Your task:
For each line below with the word "purple", write out a copy.

Input data:
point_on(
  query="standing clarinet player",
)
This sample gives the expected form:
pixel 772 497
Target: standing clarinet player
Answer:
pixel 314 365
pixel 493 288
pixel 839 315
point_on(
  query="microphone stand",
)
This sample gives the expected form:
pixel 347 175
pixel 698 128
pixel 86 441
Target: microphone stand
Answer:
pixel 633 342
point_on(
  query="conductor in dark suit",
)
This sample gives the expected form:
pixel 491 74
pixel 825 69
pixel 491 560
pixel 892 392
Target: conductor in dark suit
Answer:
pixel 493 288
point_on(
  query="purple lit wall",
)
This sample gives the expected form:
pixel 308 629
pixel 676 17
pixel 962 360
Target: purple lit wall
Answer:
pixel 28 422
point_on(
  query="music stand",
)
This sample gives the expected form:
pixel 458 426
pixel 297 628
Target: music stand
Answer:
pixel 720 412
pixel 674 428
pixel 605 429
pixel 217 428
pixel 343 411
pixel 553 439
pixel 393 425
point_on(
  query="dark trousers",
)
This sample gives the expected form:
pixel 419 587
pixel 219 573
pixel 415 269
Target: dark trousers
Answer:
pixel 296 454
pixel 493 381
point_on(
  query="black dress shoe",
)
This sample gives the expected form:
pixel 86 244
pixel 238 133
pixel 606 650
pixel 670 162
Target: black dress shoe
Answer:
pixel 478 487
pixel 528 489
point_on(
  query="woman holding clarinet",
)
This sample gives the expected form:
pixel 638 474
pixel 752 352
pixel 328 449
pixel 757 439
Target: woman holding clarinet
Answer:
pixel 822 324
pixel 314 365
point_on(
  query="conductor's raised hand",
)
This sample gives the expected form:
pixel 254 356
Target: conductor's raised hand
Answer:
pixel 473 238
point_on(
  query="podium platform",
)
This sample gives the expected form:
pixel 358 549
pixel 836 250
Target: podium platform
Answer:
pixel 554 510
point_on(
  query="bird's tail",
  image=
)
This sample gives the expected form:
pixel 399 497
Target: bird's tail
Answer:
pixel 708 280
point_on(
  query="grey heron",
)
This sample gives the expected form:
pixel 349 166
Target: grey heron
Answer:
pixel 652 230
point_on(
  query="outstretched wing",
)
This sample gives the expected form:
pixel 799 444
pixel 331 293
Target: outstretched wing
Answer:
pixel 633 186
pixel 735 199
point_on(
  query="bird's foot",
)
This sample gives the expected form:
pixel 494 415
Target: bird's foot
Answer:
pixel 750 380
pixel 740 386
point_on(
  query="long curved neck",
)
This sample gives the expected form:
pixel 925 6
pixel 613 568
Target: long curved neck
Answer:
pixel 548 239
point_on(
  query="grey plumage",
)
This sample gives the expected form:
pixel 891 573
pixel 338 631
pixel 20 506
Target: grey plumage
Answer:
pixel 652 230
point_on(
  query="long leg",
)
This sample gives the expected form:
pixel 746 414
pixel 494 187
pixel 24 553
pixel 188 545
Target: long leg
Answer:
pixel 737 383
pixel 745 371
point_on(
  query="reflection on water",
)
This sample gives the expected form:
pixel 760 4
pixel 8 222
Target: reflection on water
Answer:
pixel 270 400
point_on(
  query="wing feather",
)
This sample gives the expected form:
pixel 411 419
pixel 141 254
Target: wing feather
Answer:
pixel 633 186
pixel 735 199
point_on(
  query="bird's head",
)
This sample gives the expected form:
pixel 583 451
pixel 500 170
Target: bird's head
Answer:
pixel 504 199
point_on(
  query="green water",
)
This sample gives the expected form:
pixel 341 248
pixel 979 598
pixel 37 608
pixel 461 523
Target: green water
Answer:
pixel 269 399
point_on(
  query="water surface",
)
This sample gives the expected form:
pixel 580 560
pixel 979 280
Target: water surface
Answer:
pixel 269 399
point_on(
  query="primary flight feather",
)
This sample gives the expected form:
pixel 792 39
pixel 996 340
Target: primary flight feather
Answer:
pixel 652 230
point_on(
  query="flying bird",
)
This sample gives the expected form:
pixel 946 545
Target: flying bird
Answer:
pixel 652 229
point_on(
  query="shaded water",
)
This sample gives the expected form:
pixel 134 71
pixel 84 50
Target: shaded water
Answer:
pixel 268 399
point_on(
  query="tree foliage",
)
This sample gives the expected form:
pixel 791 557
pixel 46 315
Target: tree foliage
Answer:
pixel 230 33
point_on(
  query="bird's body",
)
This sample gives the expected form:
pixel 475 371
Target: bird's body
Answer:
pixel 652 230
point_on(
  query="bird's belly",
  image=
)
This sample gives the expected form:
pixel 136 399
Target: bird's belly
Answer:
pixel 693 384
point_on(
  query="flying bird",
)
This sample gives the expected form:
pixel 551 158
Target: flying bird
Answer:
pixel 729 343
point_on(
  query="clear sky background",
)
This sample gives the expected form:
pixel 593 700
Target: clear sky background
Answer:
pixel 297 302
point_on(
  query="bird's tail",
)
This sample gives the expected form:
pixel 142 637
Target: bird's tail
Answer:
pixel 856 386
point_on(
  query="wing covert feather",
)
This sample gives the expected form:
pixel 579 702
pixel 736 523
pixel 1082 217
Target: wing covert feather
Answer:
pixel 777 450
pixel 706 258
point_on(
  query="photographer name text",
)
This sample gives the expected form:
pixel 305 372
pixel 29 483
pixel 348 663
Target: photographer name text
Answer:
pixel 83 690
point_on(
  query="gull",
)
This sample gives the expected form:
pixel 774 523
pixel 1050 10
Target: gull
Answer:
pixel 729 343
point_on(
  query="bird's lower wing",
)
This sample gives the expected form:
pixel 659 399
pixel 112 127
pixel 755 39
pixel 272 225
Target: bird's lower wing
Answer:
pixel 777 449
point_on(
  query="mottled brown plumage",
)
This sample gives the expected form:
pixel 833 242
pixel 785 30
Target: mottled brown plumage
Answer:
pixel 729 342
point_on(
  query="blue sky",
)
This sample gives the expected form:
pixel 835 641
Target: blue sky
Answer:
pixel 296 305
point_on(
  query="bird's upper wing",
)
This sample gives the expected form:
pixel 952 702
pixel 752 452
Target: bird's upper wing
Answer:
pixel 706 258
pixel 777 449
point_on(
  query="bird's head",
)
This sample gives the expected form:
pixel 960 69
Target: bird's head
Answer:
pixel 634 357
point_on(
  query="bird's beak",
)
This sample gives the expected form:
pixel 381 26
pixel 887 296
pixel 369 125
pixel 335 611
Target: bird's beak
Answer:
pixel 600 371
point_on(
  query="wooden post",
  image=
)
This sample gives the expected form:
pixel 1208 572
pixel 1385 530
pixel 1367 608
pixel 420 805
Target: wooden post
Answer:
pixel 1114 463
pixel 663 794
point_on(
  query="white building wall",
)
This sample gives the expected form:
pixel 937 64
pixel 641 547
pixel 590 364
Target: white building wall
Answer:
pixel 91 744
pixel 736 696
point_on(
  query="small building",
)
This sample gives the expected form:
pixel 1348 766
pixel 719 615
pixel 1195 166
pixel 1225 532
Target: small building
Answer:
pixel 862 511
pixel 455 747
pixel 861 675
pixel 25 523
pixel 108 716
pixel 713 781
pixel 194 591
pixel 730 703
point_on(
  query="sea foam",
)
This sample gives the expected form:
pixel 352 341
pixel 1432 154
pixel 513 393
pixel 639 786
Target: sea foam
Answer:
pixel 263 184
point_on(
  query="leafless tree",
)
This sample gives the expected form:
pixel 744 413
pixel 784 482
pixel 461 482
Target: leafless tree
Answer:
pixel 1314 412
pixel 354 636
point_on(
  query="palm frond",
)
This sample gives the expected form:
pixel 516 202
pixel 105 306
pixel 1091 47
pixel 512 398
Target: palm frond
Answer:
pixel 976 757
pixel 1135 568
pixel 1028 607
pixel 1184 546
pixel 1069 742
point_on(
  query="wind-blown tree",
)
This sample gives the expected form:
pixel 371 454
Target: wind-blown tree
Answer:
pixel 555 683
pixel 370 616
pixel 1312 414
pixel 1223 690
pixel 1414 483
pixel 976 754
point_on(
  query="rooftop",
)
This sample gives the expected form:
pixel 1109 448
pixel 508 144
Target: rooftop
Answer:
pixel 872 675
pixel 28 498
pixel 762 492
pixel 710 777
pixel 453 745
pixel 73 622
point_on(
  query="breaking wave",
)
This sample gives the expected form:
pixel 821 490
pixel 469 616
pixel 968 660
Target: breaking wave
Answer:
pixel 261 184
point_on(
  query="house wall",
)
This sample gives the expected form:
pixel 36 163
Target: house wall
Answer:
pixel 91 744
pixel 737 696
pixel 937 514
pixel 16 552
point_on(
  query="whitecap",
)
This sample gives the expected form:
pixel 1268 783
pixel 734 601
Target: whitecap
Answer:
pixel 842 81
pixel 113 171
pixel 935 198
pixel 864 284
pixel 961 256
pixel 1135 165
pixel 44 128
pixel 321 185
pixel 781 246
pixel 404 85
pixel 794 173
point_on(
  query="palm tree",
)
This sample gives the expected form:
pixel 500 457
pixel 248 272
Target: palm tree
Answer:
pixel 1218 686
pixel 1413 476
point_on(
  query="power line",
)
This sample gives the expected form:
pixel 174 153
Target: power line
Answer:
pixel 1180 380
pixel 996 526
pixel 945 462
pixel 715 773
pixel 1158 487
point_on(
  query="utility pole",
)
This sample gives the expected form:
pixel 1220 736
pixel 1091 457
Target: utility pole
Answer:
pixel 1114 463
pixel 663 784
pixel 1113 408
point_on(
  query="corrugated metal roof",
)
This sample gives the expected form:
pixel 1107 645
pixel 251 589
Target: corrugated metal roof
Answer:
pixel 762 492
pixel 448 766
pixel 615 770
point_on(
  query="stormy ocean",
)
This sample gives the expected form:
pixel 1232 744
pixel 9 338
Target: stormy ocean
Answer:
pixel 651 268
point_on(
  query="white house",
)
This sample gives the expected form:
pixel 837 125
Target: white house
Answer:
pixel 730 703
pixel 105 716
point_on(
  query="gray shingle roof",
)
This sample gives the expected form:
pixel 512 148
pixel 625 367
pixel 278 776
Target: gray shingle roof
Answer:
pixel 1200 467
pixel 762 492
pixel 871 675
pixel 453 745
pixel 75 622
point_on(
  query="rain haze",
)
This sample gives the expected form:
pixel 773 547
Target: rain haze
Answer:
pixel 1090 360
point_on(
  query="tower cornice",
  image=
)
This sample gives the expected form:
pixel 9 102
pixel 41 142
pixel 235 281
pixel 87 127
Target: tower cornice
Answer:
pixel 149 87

Result:
  query="purple lit wall",
Target: purple lit wall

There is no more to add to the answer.